— start of EXERCISE MATERIALS —

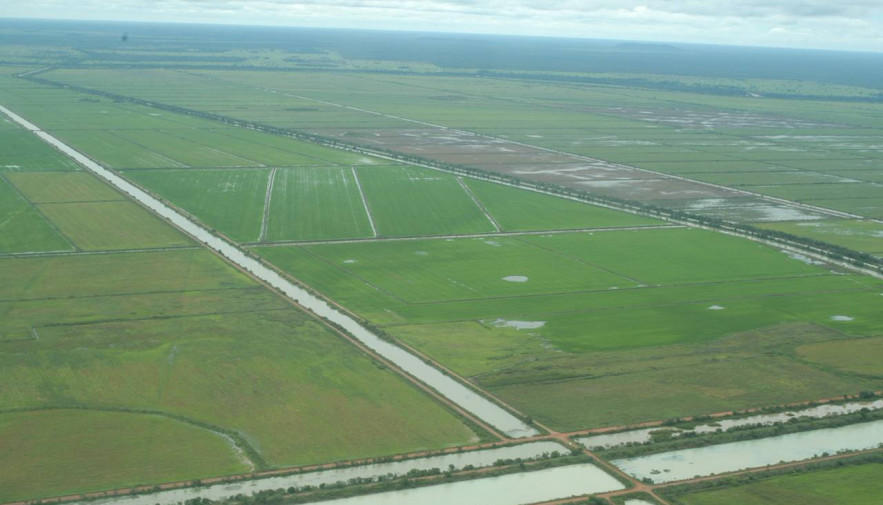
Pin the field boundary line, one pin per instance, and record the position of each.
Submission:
(584, 262)
(662, 175)
(38, 254)
(364, 201)
(74, 248)
(480, 205)
(456, 391)
(412, 238)
(266, 216)
(790, 244)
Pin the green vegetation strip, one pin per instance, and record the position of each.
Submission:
(855, 480)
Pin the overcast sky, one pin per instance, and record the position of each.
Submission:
(825, 24)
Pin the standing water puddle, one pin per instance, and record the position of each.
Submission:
(453, 390)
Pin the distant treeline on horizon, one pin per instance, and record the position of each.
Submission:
(463, 51)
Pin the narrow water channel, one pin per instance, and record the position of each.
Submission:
(644, 435)
(731, 457)
(478, 459)
(464, 397)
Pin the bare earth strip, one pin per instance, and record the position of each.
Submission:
(364, 201)
(266, 217)
(480, 205)
(699, 187)
(283, 243)
(412, 366)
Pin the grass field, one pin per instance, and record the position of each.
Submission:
(72, 187)
(688, 322)
(112, 225)
(575, 329)
(22, 228)
(865, 236)
(182, 333)
(24, 152)
(517, 210)
(851, 485)
(411, 201)
(858, 356)
(311, 203)
(796, 150)
(231, 201)
(93, 450)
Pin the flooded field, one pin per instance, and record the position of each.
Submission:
(644, 435)
(731, 457)
(515, 489)
(478, 459)
(448, 387)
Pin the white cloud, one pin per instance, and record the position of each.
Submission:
(847, 24)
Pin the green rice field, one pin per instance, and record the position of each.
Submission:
(136, 356)
(850, 485)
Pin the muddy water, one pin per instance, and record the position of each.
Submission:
(477, 459)
(723, 458)
(515, 489)
(453, 390)
(643, 435)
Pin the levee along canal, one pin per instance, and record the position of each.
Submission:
(454, 391)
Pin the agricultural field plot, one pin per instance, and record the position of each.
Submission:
(229, 200)
(713, 322)
(865, 236)
(408, 201)
(22, 227)
(71, 187)
(190, 153)
(747, 134)
(520, 210)
(286, 154)
(113, 151)
(108, 451)
(316, 203)
(101, 226)
(849, 485)
(23, 152)
(639, 128)
(182, 335)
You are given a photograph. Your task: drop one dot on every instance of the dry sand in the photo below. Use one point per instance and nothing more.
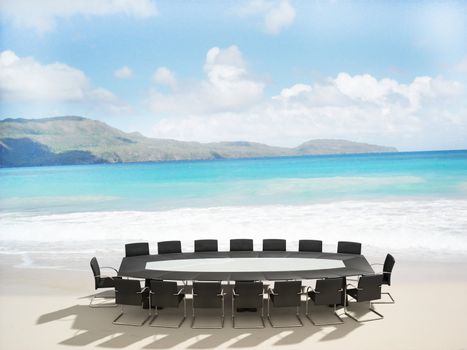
(48, 309)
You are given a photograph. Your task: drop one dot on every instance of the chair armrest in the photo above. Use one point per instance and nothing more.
(222, 294)
(311, 289)
(354, 286)
(271, 291)
(105, 276)
(143, 290)
(110, 267)
(180, 291)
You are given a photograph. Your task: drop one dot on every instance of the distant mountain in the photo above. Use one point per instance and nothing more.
(78, 140)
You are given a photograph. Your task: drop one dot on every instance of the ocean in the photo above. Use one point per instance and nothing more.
(413, 203)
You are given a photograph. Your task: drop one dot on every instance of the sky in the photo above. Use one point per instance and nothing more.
(280, 72)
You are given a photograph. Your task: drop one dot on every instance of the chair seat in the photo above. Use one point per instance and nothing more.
(353, 292)
(168, 302)
(107, 282)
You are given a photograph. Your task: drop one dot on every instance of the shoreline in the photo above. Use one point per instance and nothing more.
(58, 317)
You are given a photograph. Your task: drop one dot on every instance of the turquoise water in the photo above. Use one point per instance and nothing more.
(290, 180)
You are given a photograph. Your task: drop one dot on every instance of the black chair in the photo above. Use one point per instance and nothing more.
(206, 245)
(169, 247)
(368, 289)
(387, 272)
(277, 245)
(207, 295)
(329, 291)
(136, 249)
(310, 245)
(101, 281)
(285, 294)
(241, 245)
(345, 247)
(165, 294)
(129, 292)
(247, 295)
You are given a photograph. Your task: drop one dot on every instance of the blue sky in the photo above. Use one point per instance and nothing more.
(280, 72)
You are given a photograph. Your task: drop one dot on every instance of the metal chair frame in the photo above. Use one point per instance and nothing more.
(234, 294)
(222, 296)
(297, 314)
(122, 312)
(156, 313)
(309, 289)
(94, 297)
(386, 293)
(371, 308)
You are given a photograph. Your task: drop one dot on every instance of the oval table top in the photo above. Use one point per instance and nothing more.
(232, 266)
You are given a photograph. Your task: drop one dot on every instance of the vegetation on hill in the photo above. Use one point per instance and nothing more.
(78, 140)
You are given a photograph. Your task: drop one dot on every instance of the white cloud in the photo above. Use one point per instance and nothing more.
(275, 15)
(42, 15)
(123, 72)
(428, 112)
(23, 79)
(228, 86)
(462, 66)
(164, 76)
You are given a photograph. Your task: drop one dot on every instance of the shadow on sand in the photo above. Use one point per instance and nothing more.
(94, 325)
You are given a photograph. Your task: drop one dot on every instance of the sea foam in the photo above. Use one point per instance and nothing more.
(410, 227)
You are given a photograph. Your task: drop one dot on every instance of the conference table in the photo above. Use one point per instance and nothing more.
(248, 265)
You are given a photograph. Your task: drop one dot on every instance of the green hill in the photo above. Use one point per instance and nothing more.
(78, 140)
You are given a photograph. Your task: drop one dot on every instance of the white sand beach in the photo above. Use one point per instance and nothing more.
(48, 309)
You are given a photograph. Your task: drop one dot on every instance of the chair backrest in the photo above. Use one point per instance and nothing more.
(169, 247)
(310, 245)
(164, 293)
(250, 294)
(288, 293)
(205, 294)
(369, 287)
(329, 291)
(127, 292)
(241, 245)
(96, 271)
(206, 245)
(349, 247)
(387, 269)
(136, 249)
(278, 245)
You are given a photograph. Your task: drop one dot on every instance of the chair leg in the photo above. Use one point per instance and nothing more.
(371, 308)
(386, 302)
(193, 318)
(257, 327)
(97, 306)
(128, 323)
(286, 326)
(166, 326)
(325, 323)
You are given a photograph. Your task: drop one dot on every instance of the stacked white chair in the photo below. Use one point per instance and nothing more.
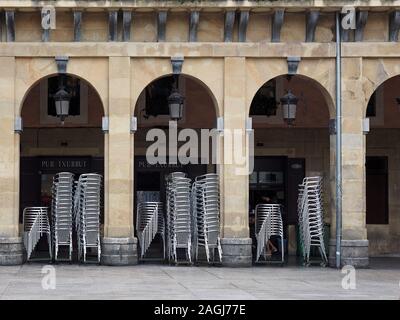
(206, 216)
(87, 205)
(178, 216)
(150, 222)
(61, 211)
(36, 224)
(311, 222)
(268, 223)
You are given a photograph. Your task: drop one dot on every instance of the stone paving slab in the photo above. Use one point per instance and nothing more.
(148, 282)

— end of EXERCISE MATERIALS —

** WRITTEN EXERCISE **
Print the whole listing above once more, word for word, without its pictures.

** TASK SOLUTION **
Pin the field boundary line, one pin per instance, and record the position of each.
Submission:
(584, 262)
(662, 175)
(38, 254)
(364, 201)
(74, 248)
(480, 205)
(456, 391)
(412, 238)
(266, 216)
(790, 244)
Pin the green vegetation strip, one pin per instance, and record the position of each.
Submission:
(855, 480)
Pin the overcast sky, one pin per instance, and record the position of each.
Submission:
(825, 24)
Pin the standing water puddle, one pin per instance, and record the position of each.
Submission:
(453, 390)
Pin the distant treeline on horizon, one pin per instance, and record the position of each.
Submission:
(463, 51)
Pin the narrow water channel, one pin per instance, and record the position of each.
Submission:
(644, 435)
(731, 457)
(478, 459)
(464, 397)
Pin the bare earth strip, one pin per instance, and record the position of each.
Submission:
(364, 201)
(266, 217)
(480, 205)
(699, 187)
(283, 243)
(412, 366)
Pin the grass field, one pin per instance, and record the position of each.
Submission:
(72, 187)
(688, 322)
(112, 225)
(575, 329)
(22, 228)
(865, 236)
(182, 333)
(24, 152)
(517, 210)
(851, 485)
(411, 201)
(858, 356)
(311, 203)
(796, 150)
(231, 201)
(93, 450)
Pin the flooded field, one pin per instance, and record the position of each.
Submission:
(644, 435)
(731, 457)
(515, 489)
(478, 459)
(448, 387)
Pin the white cloud, one pin per instance, and record the position of each.
Submission:
(847, 24)
Pin the green rice field, one pin per instance, and record the position of each.
Submission:
(136, 356)
(850, 485)
Pin the muddy water, one pin per instance, and record the position of each.
Submission:
(477, 459)
(723, 458)
(515, 489)
(453, 390)
(643, 435)
Pin the levee along canal, one pin per instance, and record the position of each.
Submission:
(454, 391)
Pin the agricultural field plot, one pin per instance, and record the position of each.
Submission:
(229, 200)
(713, 322)
(865, 236)
(408, 201)
(22, 227)
(71, 187)
(190, 153)
(747, 134)
(520, 210)
(286, 154)
(113, 151)
(108, 451)
(316, 203)
(101, 226)
(849, 485)
(23, 152)
(639, 128)
(182, 335)
You are given a photograph. Your task: drop one dot on every instance of the dry sand in the photo below. Use one point per instance and nothing more.
(48, 309)
You are given a photograph. Your task: drop one dot on every instance of the chair armrest in the photo above. Use one point per instance and nothing more.
(222, 294)
(311, 289)
(354, 286)
(271, 291)
(105, 276)
(143, 290)
(110, 267)
(180, 291)
You are given a photograph. Your task: drop one dot on every instance of the distant mountain in the photo above. Use one point per instance and nothing more.
(78, 140)
You are given a photograph. Your task: drop one dot on every instance of the ocean in the photo above. Use one point per instance and nothing more.
(413, 203)
You are given a photograph. Your task: drop one dot on every instance of the sky in the photo above. Use one point per instance and nothing more.
(280, 72)
You are given a photograph. Your task: drop one dot on every instance of the chair seat in the photo above. Use one point per instance and nothing more.
(353, 292)
(168, 302)
(107, 282)
You are given a photograph. Your task: drop one dot on every instance of the shoreline in the photo above. Use one point per instance and nothing more.
(58, 317)
You are given a photograph. Your task: drop one dot on every instance of the turquoise water in the photo above. Use one point per instance and nothing more.
(290, 180)
You are given a photograph. Your task: drop one dot on every instance of the black chair in the photo above. Use one point per instance and nothing more.
(206, 245)
(169, 247)
(368, 289)
(387, 272)
(277, 245)
(207, 295)
(329, 291)
(136, 249)
(310, 245)
(101, 281)
(285, 294)
(241, 245)
(345, 247)
(165, 294)
(129, 292)
(247, 295)
You are given a photograph. Your task: drop one dot on every instance of the blue sky in the photo above. Use one point per instance and nothing more.
(280, 72)
You are given a photograph. Your task: drop one dot on every instance of the metal chair frame in the photo above. Use one point per instance and nothing more.
(234, 294)
(222, 296)
(297, 314)
(122, 312)
(156, 313)
(309, 289)
(94, 297)
(386, 293)
(371, 308)
You are given a photograph. Your task: drop one dot on every instance of the oval table top in the photo above. Use one point per instance and nothing more.
(232, 266)
You are given a photograph. Your task: drop one dot on every instance of the vegetation on hill in the photo above. Use one point per instance and nothing more.
(78, 140)
You are given a photograph. Your task: drop one dot on every instance of the white cloud in the photo above. Use one point per instance and nothing more.
(275, 15)
(42, 15)
(123, 72)
(428, 112)
(23, 79)
(228, 86)
(462, 66)
(164, 76)
You are given a photograph. Your task: drop one dot on every instance of the shadow on sand in the photo above. Use one point per instance and nothing more.
(94, 325)
You are given a photograph. Your task: drop one dot on every instance of the sea foam in the photo above. Use one point per instance and nothing more.
(410, 227)
You are given a photograph. Your task: drop one dot on every instance of the conference table in the photo above. Use one point per instance and nothing more.
(248, 265)
You are given a photograph. Your task: drop one dot on every instance of the green hill in the photo above. Use one point per instance and nothing more.
(78, 140)
You are given a photograph. Your task: drop one dot on every instance of the white sand beach in the photo above. Use one point per instance and nothing more.
(48, 309)
You are given a photograph. Your task: drop one dot on every instance of the chair backrest in the photo above. Use one point per instance and nothing more.
(169, 247)
(310, 245)
(164, 293)
(250, 294)
(288, 293)
(205, 294)
(369, 287)
(329, 291)
(127, 292)
(241, 245)
(96, 271)
(206, 245)
(349, 247)
(387, 269)
(136, 249)
(278, 245)
You are given a photograph. Your task: drop one dot on every instance of the chair leg in the photo above. Use one point per instance and nothing more.
(371, 308)
(386, 302)
(193, 318)
(257, 327)
(97, 306)
(128, 323)
(286, 326)
(166, 326)
(325, 323)
You are given a photograph. Your task: drop one dot on every instance of the stacked white chair in the photo below. Use one point per instance and nothing more.
(206, 216)
(87, 205)
(178, 216)
(150, 222)
(61, 211)
(36, 224)
(311, 222)
(268, 223)
You are given a photograph. Your task: drop one dot on every instance of the stone paving slab in the photo above. Use one point per instance and nothing more.
(148, 282)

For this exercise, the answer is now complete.